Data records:
** Begin **
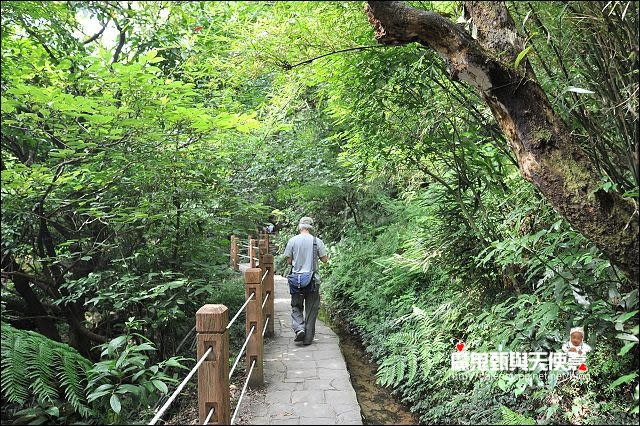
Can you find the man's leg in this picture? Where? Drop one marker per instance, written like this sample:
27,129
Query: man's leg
312,305
297,307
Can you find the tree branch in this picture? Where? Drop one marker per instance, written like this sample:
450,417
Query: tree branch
288,66
96,35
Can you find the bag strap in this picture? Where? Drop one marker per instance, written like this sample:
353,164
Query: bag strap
313,254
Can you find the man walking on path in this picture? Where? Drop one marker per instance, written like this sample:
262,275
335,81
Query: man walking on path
302,252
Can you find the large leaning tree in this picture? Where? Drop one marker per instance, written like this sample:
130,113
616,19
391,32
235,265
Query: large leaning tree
547,154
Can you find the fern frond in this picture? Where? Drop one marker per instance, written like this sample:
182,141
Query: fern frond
510,417
15,384
35,366
40,370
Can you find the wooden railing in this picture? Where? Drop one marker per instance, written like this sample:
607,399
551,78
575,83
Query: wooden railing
212,328
212,324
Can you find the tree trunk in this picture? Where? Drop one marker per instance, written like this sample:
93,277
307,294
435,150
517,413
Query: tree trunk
46,327
544,148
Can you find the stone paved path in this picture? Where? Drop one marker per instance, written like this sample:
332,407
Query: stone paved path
304,385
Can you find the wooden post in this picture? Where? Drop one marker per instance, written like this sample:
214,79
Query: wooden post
252,253
213,374
262,250
268,288
233,253
252,277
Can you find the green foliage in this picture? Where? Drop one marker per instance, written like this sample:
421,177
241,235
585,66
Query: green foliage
126,167
123,383
512,418
51,372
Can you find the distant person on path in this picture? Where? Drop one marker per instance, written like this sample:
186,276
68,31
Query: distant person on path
302,252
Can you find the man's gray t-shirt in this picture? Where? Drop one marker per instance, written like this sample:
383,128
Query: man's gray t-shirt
300,248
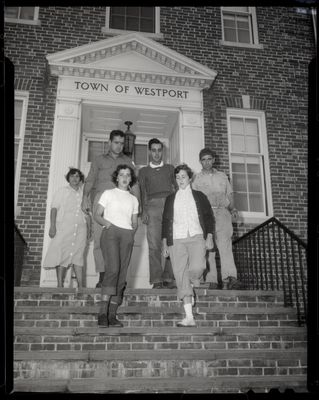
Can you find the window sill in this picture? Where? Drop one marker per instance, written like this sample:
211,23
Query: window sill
123,32
23,21
245,45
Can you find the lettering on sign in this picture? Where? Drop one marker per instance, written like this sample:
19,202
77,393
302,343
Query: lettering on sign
131,90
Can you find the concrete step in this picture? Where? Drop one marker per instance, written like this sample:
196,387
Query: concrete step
90,338
133,316
160,363
26,296
169,385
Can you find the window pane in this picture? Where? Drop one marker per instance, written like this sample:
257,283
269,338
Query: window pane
236,167
256,203
252,144
117,22
230,35
239,183
241,201
147,12
27,13
118,10
254,183
95,149
253,168
238,144
242,23
11,12
251,126
147,25
243,36
229,21
132,24
240,9
140,154
237,126
132,11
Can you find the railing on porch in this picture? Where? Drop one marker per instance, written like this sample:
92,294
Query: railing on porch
20,247
272,257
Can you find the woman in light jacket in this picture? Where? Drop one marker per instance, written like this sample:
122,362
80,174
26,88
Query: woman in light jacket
187,232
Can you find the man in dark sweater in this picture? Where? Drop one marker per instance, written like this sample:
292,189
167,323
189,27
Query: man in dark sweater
157,181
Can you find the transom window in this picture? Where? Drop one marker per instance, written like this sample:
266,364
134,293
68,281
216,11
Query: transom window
239,25
21,14
141,19
120,20
249,164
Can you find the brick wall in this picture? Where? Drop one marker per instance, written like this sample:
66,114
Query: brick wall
274,77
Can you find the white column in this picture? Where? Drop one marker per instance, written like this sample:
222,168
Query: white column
191,137
65,154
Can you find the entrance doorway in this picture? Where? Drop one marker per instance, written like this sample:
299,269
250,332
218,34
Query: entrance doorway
96,124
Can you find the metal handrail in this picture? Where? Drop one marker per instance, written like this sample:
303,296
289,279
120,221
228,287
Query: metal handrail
272,257
20,248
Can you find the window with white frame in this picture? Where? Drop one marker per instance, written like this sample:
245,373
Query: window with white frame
27,15
20,113
249,163
239,26
133,19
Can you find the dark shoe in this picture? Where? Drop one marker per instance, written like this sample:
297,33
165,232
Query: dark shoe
102,320
113,321
170,285
233,283
158,285
215,286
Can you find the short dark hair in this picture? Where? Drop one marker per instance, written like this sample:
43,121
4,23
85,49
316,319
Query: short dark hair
73,171
154,141
117,171
183,167
116,132
206,152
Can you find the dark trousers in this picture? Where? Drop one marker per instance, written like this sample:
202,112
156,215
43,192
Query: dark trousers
155,209
116,245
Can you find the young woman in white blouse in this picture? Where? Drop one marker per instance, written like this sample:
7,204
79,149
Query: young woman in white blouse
187,232
117,212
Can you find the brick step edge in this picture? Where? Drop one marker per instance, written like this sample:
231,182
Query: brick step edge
99,355
156,310
145,291
167,330
164,385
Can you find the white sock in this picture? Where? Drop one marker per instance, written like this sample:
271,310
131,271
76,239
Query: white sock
188,311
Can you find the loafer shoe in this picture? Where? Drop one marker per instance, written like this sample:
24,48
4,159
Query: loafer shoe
170,285
186,323
102,320
158,285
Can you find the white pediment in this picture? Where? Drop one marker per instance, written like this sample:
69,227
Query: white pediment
131,57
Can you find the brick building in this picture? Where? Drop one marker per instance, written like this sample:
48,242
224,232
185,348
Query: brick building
234,79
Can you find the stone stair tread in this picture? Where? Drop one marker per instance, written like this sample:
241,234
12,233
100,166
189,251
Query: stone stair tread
162,330
161,354
130,291
157,385
152,309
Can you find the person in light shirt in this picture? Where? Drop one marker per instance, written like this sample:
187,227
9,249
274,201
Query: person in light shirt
117,213
69,229
187,232
216,186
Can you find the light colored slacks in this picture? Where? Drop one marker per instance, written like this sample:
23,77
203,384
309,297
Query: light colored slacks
188,262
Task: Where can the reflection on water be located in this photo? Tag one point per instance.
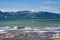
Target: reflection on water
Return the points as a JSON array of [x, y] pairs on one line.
[[30, 22]]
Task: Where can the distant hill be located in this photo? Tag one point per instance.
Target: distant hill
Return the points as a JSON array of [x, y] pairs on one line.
[[29, 14]]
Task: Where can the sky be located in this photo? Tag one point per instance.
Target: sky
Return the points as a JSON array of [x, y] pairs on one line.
[[30, 5]]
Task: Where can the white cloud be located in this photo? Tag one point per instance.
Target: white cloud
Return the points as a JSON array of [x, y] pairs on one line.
[[8, 10], [49, 2]]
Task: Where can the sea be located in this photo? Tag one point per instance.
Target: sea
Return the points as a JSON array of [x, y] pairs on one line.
[[36, 24]]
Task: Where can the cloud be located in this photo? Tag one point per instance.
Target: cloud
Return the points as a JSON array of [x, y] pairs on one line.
[[50, 2], [8, 10]]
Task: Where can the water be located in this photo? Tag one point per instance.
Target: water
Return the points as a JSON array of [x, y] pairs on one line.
[[30, 22]]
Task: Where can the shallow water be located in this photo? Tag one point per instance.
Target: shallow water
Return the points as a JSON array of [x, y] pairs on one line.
[[30, 22]]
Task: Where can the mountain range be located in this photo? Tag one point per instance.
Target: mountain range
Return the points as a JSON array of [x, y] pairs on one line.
[[29, 14]]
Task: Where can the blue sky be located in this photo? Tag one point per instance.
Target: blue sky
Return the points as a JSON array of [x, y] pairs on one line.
[[33, 5]]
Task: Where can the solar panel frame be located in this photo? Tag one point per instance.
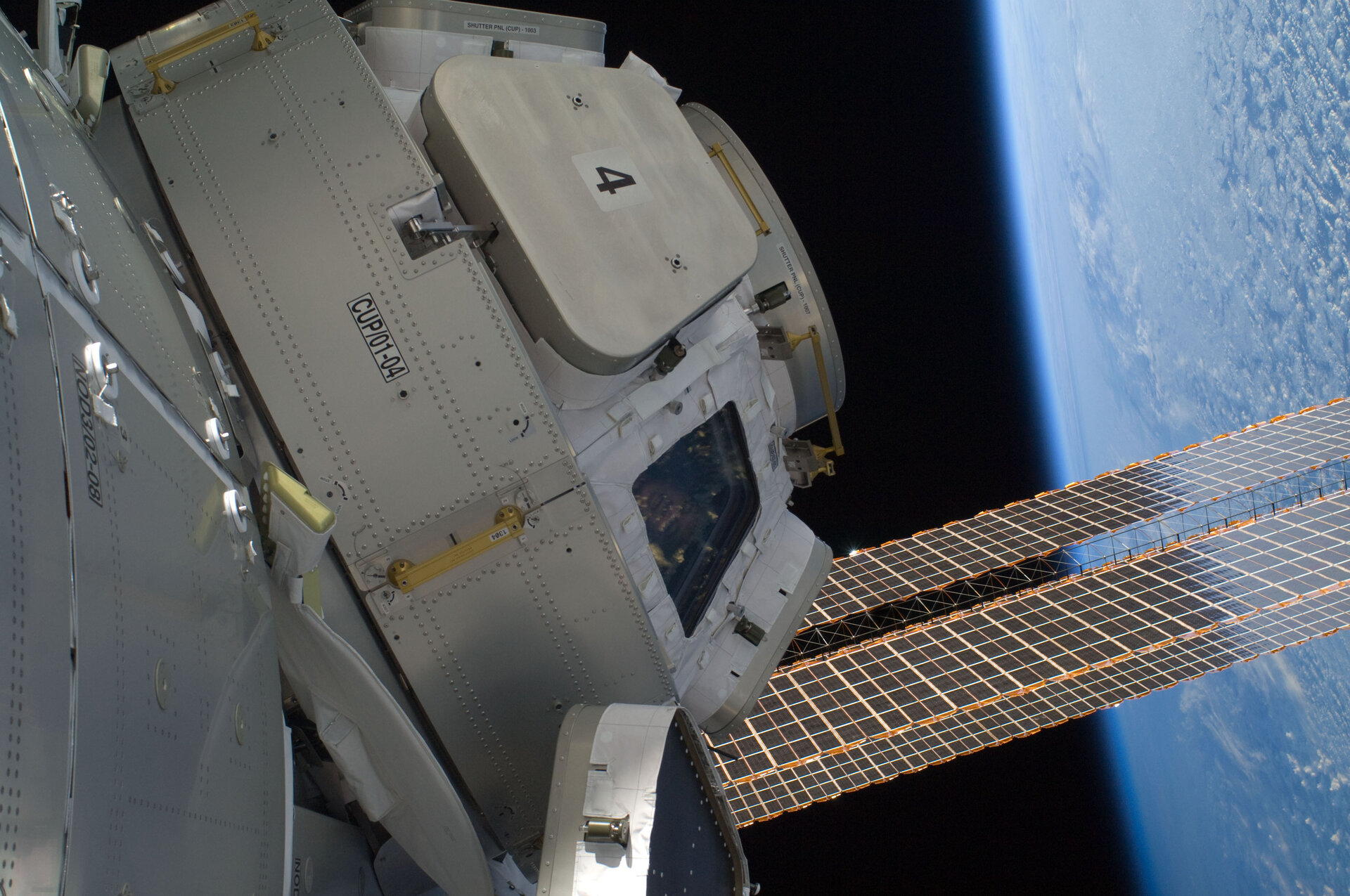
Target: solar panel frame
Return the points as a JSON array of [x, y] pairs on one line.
[[1039, 658]]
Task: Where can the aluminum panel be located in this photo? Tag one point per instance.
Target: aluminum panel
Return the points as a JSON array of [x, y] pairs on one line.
[[37, 594], [418, 460], [499, 654], [179, 765]]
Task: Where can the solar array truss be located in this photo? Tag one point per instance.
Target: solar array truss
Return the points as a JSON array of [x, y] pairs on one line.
[[1247, 551], [1001, 539]]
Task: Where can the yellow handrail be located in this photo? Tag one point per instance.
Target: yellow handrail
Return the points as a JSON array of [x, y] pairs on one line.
[[726, 164], [200, 42]]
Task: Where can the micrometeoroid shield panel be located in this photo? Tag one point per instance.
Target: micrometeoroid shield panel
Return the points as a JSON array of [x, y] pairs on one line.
[[615, 227]]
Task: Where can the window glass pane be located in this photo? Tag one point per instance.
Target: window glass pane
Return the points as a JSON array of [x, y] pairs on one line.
[[698, 501]]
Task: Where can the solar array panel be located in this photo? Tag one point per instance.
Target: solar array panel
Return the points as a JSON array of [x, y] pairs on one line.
[[1053, 520], [1008, 668]]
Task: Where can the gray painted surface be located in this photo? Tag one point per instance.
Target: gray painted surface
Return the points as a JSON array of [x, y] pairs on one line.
[[413, 460]]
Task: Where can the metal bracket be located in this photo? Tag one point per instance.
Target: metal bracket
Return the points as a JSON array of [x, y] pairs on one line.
[[446, 231], [774, 344], [607, 830], [508, 524], [248, 20]]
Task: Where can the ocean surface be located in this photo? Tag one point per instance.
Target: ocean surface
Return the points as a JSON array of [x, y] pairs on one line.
[[1178, 171]]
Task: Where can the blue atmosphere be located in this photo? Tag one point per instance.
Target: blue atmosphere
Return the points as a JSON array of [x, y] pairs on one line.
[[1178, 173]]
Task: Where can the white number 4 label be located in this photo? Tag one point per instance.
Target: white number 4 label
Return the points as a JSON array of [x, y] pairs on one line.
[[612, 178]]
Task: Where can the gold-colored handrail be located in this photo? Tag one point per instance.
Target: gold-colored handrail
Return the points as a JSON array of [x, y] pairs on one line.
[[200, 42], [716, 152], [406, 575]]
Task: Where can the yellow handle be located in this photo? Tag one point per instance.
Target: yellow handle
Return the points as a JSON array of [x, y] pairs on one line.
[[406, 575], [726, 164], [202, 41]]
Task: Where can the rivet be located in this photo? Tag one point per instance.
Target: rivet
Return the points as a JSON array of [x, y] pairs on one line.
[[162, 684]]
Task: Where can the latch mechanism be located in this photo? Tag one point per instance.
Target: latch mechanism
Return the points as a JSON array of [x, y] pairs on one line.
[[804, 460], [248, 20], [508, 524]]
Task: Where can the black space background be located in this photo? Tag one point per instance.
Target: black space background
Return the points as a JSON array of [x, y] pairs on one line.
[[875, 124]]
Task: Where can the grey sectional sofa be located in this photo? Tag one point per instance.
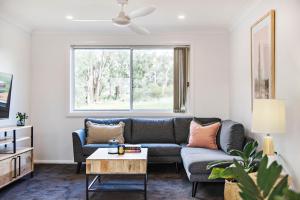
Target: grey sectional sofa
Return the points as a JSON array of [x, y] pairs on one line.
[[166, 140]]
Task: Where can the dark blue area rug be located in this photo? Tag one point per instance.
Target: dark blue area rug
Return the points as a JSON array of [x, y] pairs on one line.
[[60, 182]]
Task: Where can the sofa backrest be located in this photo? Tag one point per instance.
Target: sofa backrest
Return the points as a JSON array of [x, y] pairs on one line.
[[182, 127], [175, 130], [158, 130], [127, 128]]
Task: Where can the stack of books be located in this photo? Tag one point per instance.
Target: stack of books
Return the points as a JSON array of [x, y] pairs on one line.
[[133, 148]]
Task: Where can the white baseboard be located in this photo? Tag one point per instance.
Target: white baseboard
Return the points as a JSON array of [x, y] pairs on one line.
[[54, 162]]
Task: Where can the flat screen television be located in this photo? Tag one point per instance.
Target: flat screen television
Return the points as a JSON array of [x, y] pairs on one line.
[[5, 94]]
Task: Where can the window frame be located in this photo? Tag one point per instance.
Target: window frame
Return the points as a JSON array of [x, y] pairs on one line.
[[114, 112]]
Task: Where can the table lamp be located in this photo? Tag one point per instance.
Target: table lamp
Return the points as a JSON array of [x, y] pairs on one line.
[[268, 118]]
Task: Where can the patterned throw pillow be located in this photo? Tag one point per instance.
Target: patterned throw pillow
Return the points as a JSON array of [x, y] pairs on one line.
[[203, 136]]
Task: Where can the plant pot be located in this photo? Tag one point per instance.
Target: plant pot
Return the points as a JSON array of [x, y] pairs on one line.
[[231, 191], [21, 123]]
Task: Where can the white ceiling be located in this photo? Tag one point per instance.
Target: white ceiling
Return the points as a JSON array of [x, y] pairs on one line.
[[49, 15]]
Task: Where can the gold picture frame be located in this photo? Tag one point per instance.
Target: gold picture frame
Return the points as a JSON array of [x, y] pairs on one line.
[[263, 58]]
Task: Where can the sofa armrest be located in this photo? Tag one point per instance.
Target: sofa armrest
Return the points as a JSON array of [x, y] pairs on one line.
[[79, 138]]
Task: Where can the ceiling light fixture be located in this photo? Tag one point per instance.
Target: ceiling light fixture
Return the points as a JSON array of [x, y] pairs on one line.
[[181, 17], [70, 17]]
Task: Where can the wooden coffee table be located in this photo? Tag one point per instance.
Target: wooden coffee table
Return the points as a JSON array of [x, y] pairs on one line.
[[103, 163]]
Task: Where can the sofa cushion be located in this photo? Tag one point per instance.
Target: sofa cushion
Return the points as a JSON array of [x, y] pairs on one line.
[[232, 136], [127, 128], [152, 131], [195, 160], [88, 149], [182, 127], [162, 149]]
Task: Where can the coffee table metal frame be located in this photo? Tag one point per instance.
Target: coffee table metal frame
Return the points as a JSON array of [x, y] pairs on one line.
[[90, 186]]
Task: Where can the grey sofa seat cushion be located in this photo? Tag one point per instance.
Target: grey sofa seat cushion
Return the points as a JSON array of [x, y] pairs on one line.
[[88, 149], [152, 131], [182, 127], [232, 136], [127, 128], [165, 149], [195, 160]]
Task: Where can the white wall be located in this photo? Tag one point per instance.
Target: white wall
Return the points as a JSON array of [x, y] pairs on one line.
[[15, 48], [287, 75], [50, 63]]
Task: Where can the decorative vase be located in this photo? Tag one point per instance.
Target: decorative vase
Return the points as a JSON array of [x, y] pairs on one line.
[[21, 122], [231, 191]]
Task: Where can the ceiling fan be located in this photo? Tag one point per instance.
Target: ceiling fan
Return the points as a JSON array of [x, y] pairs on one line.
[[126, 20]]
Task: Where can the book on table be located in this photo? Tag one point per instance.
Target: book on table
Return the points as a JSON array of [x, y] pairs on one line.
[[133, 148]]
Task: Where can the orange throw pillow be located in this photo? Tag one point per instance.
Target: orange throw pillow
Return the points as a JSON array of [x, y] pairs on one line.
[[203, 136]]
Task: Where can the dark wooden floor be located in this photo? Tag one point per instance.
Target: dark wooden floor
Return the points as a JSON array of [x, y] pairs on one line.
[[60, 182]]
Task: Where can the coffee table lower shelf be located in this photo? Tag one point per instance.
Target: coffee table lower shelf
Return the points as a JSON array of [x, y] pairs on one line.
[[90, 186]]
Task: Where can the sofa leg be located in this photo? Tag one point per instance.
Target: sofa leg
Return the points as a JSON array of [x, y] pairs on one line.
[[78, 167], [194, 189], [177, 167]]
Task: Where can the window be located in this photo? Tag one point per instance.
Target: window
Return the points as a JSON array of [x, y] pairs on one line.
[[133, 78]]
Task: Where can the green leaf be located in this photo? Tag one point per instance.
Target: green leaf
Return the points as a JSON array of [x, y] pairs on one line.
[[291, 195], [279, 188], [266, 177], [239, 153], [246, 184], [258, 155]]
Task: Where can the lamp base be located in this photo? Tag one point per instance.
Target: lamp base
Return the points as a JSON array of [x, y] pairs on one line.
[[268, 146]]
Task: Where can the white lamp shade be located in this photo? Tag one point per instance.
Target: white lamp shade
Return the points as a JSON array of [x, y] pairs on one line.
[[268, 116]]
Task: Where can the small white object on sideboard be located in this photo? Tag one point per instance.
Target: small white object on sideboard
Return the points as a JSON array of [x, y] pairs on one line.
[[15, 161]]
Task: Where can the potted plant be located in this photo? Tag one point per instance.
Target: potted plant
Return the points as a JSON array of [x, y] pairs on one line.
[[268, 183], [248, 158], [21, 117]]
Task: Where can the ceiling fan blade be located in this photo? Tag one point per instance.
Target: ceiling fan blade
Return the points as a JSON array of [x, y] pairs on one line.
[[138, 29], [141, 12], [91, 20]]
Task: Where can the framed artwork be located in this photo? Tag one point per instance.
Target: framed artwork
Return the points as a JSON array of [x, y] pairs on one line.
[[263, 57]]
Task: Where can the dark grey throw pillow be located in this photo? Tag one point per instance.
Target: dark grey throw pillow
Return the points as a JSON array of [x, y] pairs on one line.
[[232, 136]]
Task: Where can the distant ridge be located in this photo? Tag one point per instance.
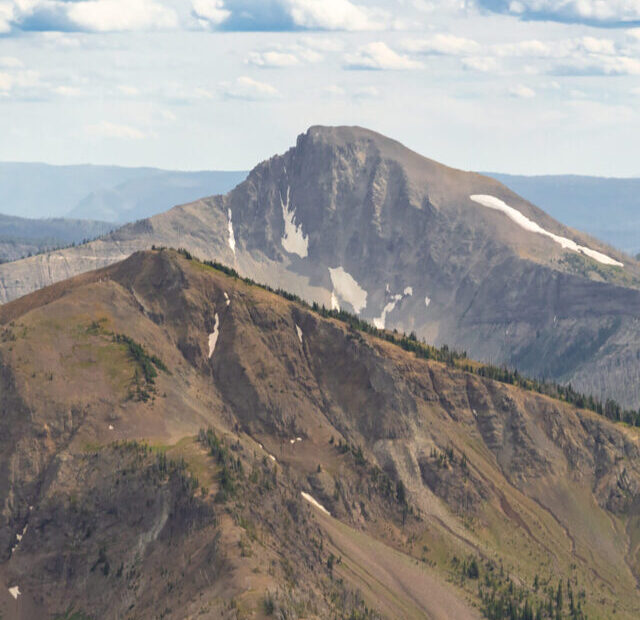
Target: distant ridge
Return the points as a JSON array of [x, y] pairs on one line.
[[351, 219]]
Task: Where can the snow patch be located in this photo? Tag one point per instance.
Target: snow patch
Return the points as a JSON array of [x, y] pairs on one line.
[[334, 302], [232, 239], [348, 289], [491, 202], [315, 502], [213, 337], [294, 240], [381, 321]]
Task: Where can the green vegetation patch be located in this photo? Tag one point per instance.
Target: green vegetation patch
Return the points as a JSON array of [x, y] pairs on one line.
[[444, 354]]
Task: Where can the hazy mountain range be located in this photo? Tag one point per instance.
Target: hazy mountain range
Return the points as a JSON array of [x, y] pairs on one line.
[[21, 237], [107, 193], [350, 218], [176, 442]]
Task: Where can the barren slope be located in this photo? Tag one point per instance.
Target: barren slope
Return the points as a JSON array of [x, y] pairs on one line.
[[352, 218], [423, 468]]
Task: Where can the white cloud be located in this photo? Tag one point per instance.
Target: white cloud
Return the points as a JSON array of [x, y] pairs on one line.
[[379, 56], [105, 129], [322, 44], [594, 11], [119, 15], [9, 62], [128, 91], [529, 48], [484, 64], [68, 91], [257, 15], [6, 17], [446, 44], [18, 83], [86, 15], [210, 11], [249, 89], [599, 65], [277, 58], [333, 15], [333, 90], [366, 92], [522, 92], [273, 59]]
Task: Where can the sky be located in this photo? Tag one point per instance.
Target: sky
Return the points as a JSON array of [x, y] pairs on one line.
** End **
- _Directive_
Transcribe the part of the lines above that opens with the line containing "Task: Where can the framed" and closes with the line containing "[[444, 354]]", both included, and omit the pictures.

- _Result of this exercise_
Task: Where can the framed artwork be located in this photo? Tag one point per instance.
Target: framed artwork
Return the points as a JSON array of [x, y] pairs on one line.
[[263, 57]]
Task: Where can the dark grey throw pillow be located in this photo? Tag one point per instance.
Target: dark grey throw pillow
Return the points as a JSON array of [x, y] pairs on one line.
[[232, 136]]
Task: Where can the distant ridge be located in this photo? Tag one point per instance.
Target: distant ridge
Return the points as a JSON array of [x, y] pairs on one line.
[[351, 219]]
Task: Where can the snow patch be located in this photo? Tag one point per instance.
Target: snow patch
Return the points as a JSON array of [x, y] pairs on one line.
[[334, 302], [232, 239], [348, 289], [491, 202], [315, 502], [213, 337], [294, 240], [381, 321]]
Task: Where can the green vegetation patch be located in this photo? Tag one point per instance.
Target: green vegetation patch
Return the points as a JSON array of [x, y] pairs on one line.
[[444, 354]]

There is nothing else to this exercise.